A Gentle Introduction to the Art of Mathematics

8.4 Dominance

We’ve said a lot about the equivalence relation determined by Cantor’s definition of set equivalence. We’ve also, occasionally, written things like $|A| < |B|$, without being particularly clear about what that means. It’s now time to come clean. There is actually a (perhaps) more fundamental notion used for comparing set sizes than equivalence — dominance. Dominance is an ordering relation on the class of all sets. One should probably really define dominance first and then define set equivalence in terms of it. We haven’t followed that plan for (at least) two reasons. First, many people may want to skip this section — the results of this section depend on the difficult Cantor-Bernstein-Schröder theorem⁷⁰. Second, we will later take the view that dominance should really be considered to be an ordering relation on the set of all cardinal numbers — i.e. the equivalence classes of the set equivalence relation — not on the collection of all sets. From that perspective, set equivalence really needs to be defined before dominance.

RECORDED INFORMATION>
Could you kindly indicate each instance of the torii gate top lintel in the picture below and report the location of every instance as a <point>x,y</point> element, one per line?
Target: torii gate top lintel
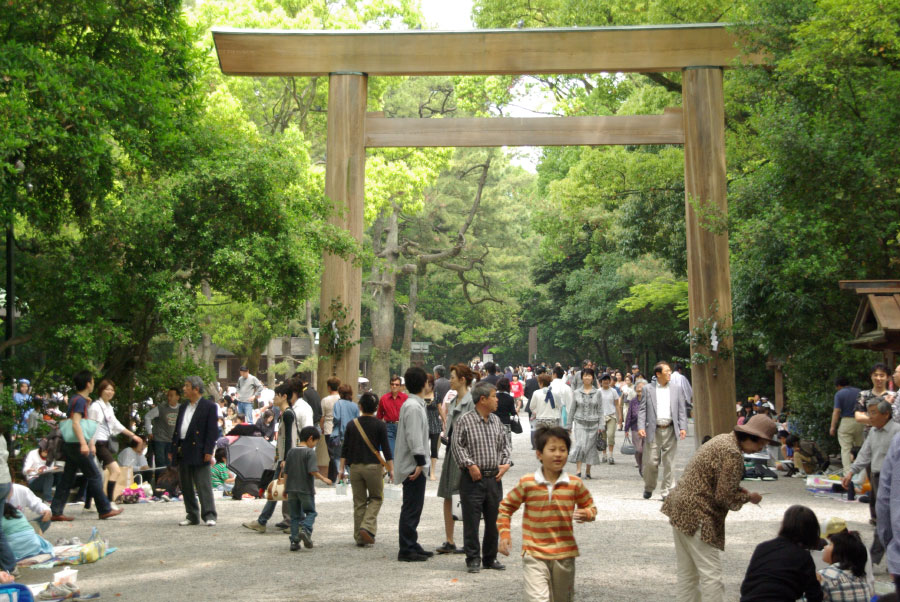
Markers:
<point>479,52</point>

...

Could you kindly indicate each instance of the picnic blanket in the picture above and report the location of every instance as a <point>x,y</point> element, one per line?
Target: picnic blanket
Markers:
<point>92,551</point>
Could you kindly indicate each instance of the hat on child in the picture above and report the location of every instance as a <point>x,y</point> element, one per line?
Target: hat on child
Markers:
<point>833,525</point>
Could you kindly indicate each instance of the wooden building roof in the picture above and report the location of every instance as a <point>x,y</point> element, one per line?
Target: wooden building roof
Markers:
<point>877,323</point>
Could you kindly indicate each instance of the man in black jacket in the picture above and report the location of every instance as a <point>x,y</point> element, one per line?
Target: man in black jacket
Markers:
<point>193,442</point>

TASKS>
[a] List every mathematician named in the section on dominance.
[b] Write the next part of the section on dominance, starting after its last sentence.

OUTPUTS IN ORDER>
[a] Cantor, Bernstein, Schröder

[b]
One set is said to dominate another if there is a function from the latter into the former. More formally, we have the following:

Definition 8.3 If $A$ and $B$ are sets, we say “$A$ dominates $B$” and write $|A| > |B|$ iff there is an injective function $f$ with domain $B$ and codomain $A$.

It is easy to see that this relation is reflexive and transitive. The Cantor-Bernstein-Schröder theorem proves that it is also anti-symmetric — which means dominance is an ordering relation. Be advised that there is an abuse of terminology here that one must be careful about — what are the domain and range of the “dominance” relation? The definition would lead us to think that sets are the things that go on either side of the “dominance” relation, but the notation is a bit more honest, “$|A| > |B|$” indicates that the things really being compared are the cardinal numbers of sets (not the sets themselves). Thus anti-symmetry for this relation is \[ (|A| > |B|) \land (|B| > |A|) \implies (|A| = |B|). \]

In other words, if $A$ dominates $B$ and vice versa, then $A$ and $B$ are equivalent sets — a strict interpretation of anti-symmetry for this relation might lead to the conclusion that $A$ and $B$ are actually the same set, which is clearly an absurdity.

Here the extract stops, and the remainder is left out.